(読む文章):
↓↓↓

品質管理から転職したいと考えているあなたに、品質管理からの転職先おすすめ4選を元品質管理経験者が厳選してご紹介致します。
「不具合の対応ばっかりで大変」
「同じことの繰り返しでつまらない」
「次から次に不具合が起きて終わりがない」
と品質管理の仕事に悩みを抱えていませんか?
品質管理からの他職種への転職はむずかしいと言われています。
品質管理から転職が可能な仕事がわかれば、具体的な転職先やキャリアアップが見込める方法が分かります。
品質管理の仕事を辞めて、未経験で有利な転職先に転職したいと考えている方はぜひご参考にしていただけますと幸いです。
黒原ゆうじ
株式会社東芝 品質管理職に従事 13年間従事。
転職し三菱重工株式会社に品質保証職に12年従事。
現在は本業と兼業で副業Webライターとして活動中。
【2022年8月19日最終更新】
目次
品質管理を辞めたい/転職したい理由
品質管理の仕事は設計や製造とは違った大変さがあります。そこで、品質管理を辞めたくなる理由を5つ紹介します。
- 不具合の対応に追われる
- 仕事をコントロールできない
- 社内の調整が大変
- 幅広い知識が必要
- 達成感がない
順番に解説して参ります。
不具合の対応に追われる
モノを作ることにおいて、機械が作るにしても人が作るにしても、どうしても不具合は発生します。
社内の工程で不具合が発生すれば生産ラインが止まってしまうため、再稼働させるために修理や調整が必要です。

↑↑↑

(保存データ):
↓↓↓

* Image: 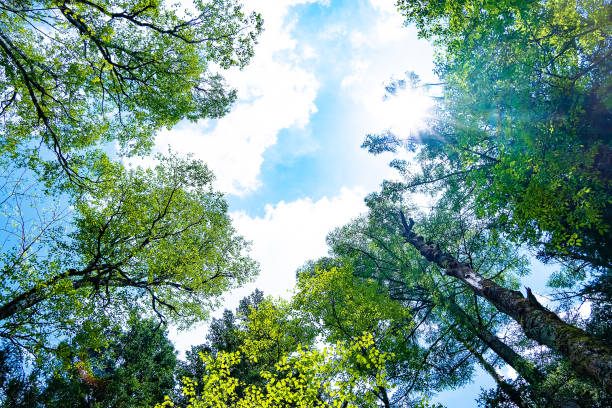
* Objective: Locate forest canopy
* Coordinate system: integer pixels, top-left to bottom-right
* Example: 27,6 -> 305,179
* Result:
0,0 -> 612,408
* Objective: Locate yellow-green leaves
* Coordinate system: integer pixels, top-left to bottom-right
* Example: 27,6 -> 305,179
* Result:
156,333 -> 388,408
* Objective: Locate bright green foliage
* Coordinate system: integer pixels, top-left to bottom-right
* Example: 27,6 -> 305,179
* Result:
0,158 -> 256,348
156,334 -> 394,408
382,0 -> 612,269
239,299 -> 316,366
173,290 -> 268,405
0,0 -> 262,180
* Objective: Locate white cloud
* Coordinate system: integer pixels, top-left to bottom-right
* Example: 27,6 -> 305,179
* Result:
341,0 -> 435,136
156,0 -> 319,194
170,188 -> 366,353
228,188 -> 366,299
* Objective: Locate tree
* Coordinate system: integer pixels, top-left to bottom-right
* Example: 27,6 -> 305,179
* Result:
173,289 -> 268,405
365,0 -> 612,284
400,213 -> 612,392
2,318 -> 177,408
0,0 -> 262,184
316,195 -> 605,407
293,259 -> 452,407
163,299 -> 396,407
0,158 -> 256,350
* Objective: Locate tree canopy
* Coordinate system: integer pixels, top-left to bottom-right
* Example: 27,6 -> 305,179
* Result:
0,0 -> 262,182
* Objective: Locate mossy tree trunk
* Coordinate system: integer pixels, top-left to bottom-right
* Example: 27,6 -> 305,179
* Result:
400,213 -> 612,393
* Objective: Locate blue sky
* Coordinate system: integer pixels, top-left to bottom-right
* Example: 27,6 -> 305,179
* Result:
156,0 -> 556,407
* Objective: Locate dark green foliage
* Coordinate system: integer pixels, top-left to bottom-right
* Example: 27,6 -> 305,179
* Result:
173,289 -> 266,405
0,0 -> 262,184
384,0 -> 612,284
0,157 -> 256,351
2,319 -> 177,408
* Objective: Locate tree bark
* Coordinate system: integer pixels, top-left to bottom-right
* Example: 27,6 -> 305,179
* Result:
400,212 -> 612,394
447,300 -> 545,387
460,339 -> 532,408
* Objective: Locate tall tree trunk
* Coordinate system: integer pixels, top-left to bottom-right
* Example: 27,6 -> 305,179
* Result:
459,338 -> 533,408
446,300 -> 545,387
400,212 -> 612,393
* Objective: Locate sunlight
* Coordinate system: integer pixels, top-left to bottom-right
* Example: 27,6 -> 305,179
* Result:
377,89 -> 433,139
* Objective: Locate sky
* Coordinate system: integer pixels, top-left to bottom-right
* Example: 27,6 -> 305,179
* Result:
156,0 -> 506,407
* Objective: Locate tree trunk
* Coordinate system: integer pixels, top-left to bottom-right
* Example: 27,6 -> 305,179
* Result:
400,212 -> 612,393
460,339 -> 532,408
447,300 -> 545,387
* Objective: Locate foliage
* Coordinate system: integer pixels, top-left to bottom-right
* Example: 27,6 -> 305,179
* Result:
0,157 -> 256,349
3,318 -> 177,408
382,0 -> 612,278
161,334 -> 386,408
173,289 -> 270,405
0,0 -> 262,183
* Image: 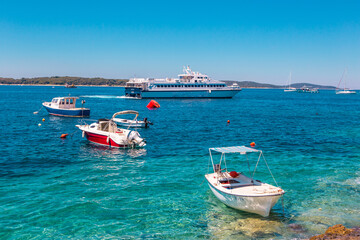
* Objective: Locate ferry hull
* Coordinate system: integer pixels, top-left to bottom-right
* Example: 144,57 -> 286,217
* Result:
208,183 -> 281,217
43,105 -> 90,117
131,89 -> 241,98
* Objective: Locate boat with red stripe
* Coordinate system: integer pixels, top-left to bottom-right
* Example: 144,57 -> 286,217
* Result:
76,111 -> 146,148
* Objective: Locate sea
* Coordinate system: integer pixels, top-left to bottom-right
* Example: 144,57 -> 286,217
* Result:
0,86 -> 360,240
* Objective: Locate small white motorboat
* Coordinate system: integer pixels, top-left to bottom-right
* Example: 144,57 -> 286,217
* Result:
76,111 -> 146,148
205,146 -> 285,217
113,110 -> 152,128
42,97 -> 90,117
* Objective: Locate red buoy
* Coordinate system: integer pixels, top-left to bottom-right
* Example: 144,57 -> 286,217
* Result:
60,133 -> 69,138
146,100 -> 160,109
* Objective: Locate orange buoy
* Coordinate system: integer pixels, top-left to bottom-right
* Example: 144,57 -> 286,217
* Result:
146,100 -> 160,109
60,133 -> 69,138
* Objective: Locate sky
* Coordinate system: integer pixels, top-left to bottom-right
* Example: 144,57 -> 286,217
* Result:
0,0 -> 360,89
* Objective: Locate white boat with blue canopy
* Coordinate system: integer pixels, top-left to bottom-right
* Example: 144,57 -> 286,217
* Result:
205,146 -> 285,217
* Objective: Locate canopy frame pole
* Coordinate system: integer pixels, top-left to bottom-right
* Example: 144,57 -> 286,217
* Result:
261,152 -> 279,187
245,153 -> 254,183
252,151 -> 264,178
209,149 -> 215,172
223,153 -> 227,172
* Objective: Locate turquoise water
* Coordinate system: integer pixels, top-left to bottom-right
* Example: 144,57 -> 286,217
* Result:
0,86 -> 360,239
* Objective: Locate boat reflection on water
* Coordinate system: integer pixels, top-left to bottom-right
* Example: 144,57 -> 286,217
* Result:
82,142 -> 147,158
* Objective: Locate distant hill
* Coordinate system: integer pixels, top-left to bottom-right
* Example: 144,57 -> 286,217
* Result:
223,80 -> 336,89
0,76 -> 128,86
0,76 -> 336,89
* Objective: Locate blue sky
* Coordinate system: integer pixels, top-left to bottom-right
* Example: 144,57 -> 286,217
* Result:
0,0 -> 360,88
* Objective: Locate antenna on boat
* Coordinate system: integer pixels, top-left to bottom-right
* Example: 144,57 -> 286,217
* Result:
336,68 -> 347,90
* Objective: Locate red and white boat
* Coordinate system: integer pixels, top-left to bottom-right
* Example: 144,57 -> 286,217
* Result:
76,111 -> 146,148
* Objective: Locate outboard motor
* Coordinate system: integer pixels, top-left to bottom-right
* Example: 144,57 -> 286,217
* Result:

↑↑↑

(今回の課題):
a) 品質管理からの転職についての文章をもとに、次の問いにそれぞれ一行で答えてください。
(i) 筆者が株式会社東芝で品質管理職に従事した期間は何年間か。
(ii) 品質管理を辞めたくなる理由はいくつ紹介されているか。
(iii) 社内の工程で不具合が発生すると、生産ラインはどうなるか。
b) 品質管理からの転職についての文章のうち、「現在は本業と兼業で副業Webライターとして活動中。」から「ために修理や調整が必要です。」までを一字も変えずに書き写してください。
c) 品質管理からの転職についての文章を、最後の文の続きから書き進めてください。

(解答一覧):
a)
(i) 13年間
(ii) 5つ
(iii) 止まってしまい、再稼働させるために修理や調整が必要になる。

b)
現在は本業と兼業で副業Webライターとして活動中。
【2022年8月19日最終更新】
目次
品質管理を辞めたい/転職したい理由
品質管理の仕事は設計や製造とは違った大変さがあります。そこで、品質管理を辞めたくなる理由を5つ紹介します。
- 不具合の対応に追われる
- 仕事をコントロールできない
- 社内の調整が大変
- 幅広い知識が必要
- 達成感がない
順番に解説して参ります。
不具合の対応に追われる
モノを作ることにおいて、機械が作るにしても人が作るにしても、どうしても不具合は発生します。
社内の工程で不具合が発生すれば生産ラインが止まってしまうため、再稼働させるために修理や調整が必要です。

c)
お客様へ納めた製品で不具合が発生すれば、代わりの製品を送るだけで済む場合と、製品によってはお客様のところへ出向いて調査や修理が必要です。
不具合の対応は緊急性が高く素早い処置を求められますので、プレッシャーが大きいのも辞めたい理由のひとつです。
仕事をコントロールできない
仕事をコントロールできないのは、不具合の発生を予測できないからです。
不具合を作る会社はありません。製品に問題が無いように工場ではさまざまはチェックや検査を行います。それでも100%まったく同じモノは作れないため、何かしらの不具合は発生するのが実情です。
不具合の発生は予測できないので、場合によっては残業や土日の出勤もありますし、不具合の内容によっては徹夜で対応します。
そのため、仕事をコントロールできず自分の時間を確保できないことも仕事を辞めたい理由のひとつです。
社内の調整が大変
不具合が発生した場合、設計や製造などの社内関係者に協力をお願いします。しかし社内関係者から協力を得られないことも実際にあります。
1番の理由は、通常の業務で忙しいからです。
しかし、問題の原因は設計や製造のミスだったり、ルールがなかったりすることがほとんどです。
品質管理は、設計や製造に問題の原因を調査して対策の検討をお願いしますが、協力的ではない人もいらっしゃいます。
社内の調整が大変なことも辞めたい理由のひとつです。
幅広い知識が必要
不具合の対応には、幅広い知識が必要です。製品の知識はもちろんのこと、細かい部品の知識、製造の手順、検査の方法などさまざまです。
理由は、お客様からの問い合わせに回答するため。
知らないことは知っている人に聞けば済むことですが、問題はひとつの問い合わせで終わらないことです。
お客様から「これはどうなっているの?」「ではこっちは?」など次から次に質問があった場合に、毎回お待たせするわけにはいきません。
品質管理の仕事についたばかりでは仕方がないことですが、覚えることが多いのも辞めたい理由のひとつです。
達成感がない
設計は製品を作るために図面を描いたり部品を検討したりしますが、製造は組み立てや部品を取り付けて製品を作ります。それぞれ「モノを作る」仕事です。
しかし品質管理はモノを作りません。できた製品が問題ないかを確認するのが仕事です。自分が作ったモノではないため、達成感がありません。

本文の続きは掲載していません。